* What the task asks *
List every distinct username that heads a post in the forum thread, giving each name once.

:: Passage provided

Interested to hear that MBNA are "writing it off" but I expect they will be back in a flash if they got a notion the money was there - this is where the Statue of Limitations will come in?

If your husband is listed as a defaulter it will probably mean no credit for him anytime soon anyway - not 100% sure about that.

I hope though with the lesser payments to bank and with no payments to MBNA things are more tolerable now?

PS - I wouldnt bank on them not being able to find you, that was only a what if scenario. If you go about your legit day to day life anywhere in the EU without wigs and changed names I reckon a PI can track you down in less than a month if he is put on the case


----------



## coleman

Thanks Shuttleworth and Cash King - problem is I believe that my husband just cannot seem to see the wood from the trees. I'm afraid of the outcome if we go his route, but no amount of explaining/fighting will move him. As I said, we are completely at a crossroads and I believe I know which is the best way for us to go, but he just cannot see it. I'm starting to think that I'm losing it and that he thinks that I'm trying to control him and that and maybe he is right. I just don't know anymore. I really do not know how much more of this I can take. I'm hitting a brick wall, with every single thing I say.


----------



## cash king

Alas you are now going into personal areas that have little to do with the facts of finances. Not really a lot anyone on this site can do then except offer good intentions.

Had said in an earlier post that a lot will come down to his attitude and what sort of man he is when faced with the facts, and does he accept taht what is best for the family the best way forwards.  Most men instictively feel awkward and defensive when it is the woman who is bringing home the bacon.  Maybe its earlier days yet. 

But I think that as long as you yourself can keep a clear head, as long as you dont pay for his debts, and as long as he helps look after the kids for as long as he doesnt have a job, then you are doing something right?

If he wants to dare the bank to bankrupt him and until then keep hoping for a lucky break, then it might work out.  Most likely scenario is the bank will put big pressure on him somethime in next couple of years and it will come to a head then.  You wont be any worse off other than the dragging out of the whole thing, and at least he cant blame you for pressuring him, wondering what might have been.

Stay strong and stay sane and keep your own head above water and look after the kids.


----------



## Marietta

Hi Coleman,

I have been following this thread with interest and I am amazed at your resilence in the face of the challenges you are facing. It is an extremely difficult time for you and your family and especially because your children are so little.

I would worry for your husband, he is very vulnerable, there are many tragedies occuring out there in the wider community. It is a horrendous and stressful thing for an individual to have the face the trauma of having huge bills coming through the door everyday and having no money to pay them with. 

Take a step back and see what is most meaningful in your life, give him space, if need be contact one of the many 'helping agencies' to talk over your problems. Take care and be gentle on yourself.


----------



## coleman

Thanks CK and Marietta.

Marietta - I am worried about him. There is no doubt about that. Sometimes I look at him and wonder, is he ok? I think it's actually good for him to be at home with the kids, as they are such a handful that it's impossible to think for long periods of time. Also, the kids are great for both of us - we know that we just have to keep going, for their sakes, let alone ours. But as I said, I am very much worried about him. 

You are correct CK - I was getting personal and really personal and finances don't mix. Sometimes, it just gets a bit too much for me and I have to say something to someone somewhere!

::::
:: Data provided

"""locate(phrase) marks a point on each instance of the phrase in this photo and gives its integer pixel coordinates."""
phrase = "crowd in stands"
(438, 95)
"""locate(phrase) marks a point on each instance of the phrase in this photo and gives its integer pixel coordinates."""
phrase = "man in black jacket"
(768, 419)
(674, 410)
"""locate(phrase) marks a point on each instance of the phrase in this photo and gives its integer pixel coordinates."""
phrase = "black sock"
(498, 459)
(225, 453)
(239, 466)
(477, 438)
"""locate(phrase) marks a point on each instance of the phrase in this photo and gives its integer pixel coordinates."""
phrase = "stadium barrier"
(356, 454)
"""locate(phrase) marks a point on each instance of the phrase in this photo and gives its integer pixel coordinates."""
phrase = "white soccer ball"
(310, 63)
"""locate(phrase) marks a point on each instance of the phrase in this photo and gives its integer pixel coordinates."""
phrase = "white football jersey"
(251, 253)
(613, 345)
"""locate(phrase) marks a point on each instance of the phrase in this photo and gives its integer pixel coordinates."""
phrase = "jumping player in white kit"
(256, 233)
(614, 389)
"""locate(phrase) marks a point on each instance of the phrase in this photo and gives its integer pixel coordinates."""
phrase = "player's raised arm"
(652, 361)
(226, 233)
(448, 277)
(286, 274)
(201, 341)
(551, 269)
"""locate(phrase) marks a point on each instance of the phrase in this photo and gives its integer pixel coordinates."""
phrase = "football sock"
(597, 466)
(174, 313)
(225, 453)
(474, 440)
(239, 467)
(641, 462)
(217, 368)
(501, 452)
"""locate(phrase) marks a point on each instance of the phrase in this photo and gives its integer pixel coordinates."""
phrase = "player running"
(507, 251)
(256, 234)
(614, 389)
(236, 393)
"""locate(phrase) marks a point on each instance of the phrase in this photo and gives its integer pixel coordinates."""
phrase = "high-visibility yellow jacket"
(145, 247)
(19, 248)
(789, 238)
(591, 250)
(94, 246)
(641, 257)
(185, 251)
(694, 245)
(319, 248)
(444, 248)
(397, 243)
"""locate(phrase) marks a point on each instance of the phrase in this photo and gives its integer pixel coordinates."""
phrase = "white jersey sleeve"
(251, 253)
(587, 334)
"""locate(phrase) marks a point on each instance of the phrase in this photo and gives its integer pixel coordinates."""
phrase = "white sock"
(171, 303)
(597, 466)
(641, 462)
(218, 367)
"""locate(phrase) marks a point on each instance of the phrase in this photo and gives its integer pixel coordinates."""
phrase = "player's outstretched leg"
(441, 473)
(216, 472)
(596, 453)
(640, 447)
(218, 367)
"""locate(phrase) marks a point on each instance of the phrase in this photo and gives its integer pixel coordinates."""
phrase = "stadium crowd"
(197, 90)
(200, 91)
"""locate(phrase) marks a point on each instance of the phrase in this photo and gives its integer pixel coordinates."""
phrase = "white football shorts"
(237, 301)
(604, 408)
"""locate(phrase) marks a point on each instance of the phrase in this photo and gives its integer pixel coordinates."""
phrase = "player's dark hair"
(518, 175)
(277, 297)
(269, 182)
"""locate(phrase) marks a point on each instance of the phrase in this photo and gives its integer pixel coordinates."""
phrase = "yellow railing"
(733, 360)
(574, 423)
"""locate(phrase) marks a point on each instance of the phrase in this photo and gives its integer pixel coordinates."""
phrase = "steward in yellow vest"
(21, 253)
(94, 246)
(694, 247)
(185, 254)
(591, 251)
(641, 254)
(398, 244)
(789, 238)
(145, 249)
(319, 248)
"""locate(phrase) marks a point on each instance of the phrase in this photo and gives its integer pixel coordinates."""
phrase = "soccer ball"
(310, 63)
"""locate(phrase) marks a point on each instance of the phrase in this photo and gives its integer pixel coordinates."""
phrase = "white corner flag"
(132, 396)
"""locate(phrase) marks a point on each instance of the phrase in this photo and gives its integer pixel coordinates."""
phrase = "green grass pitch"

::::

* Expected answer *
coleman, cash king, Marietta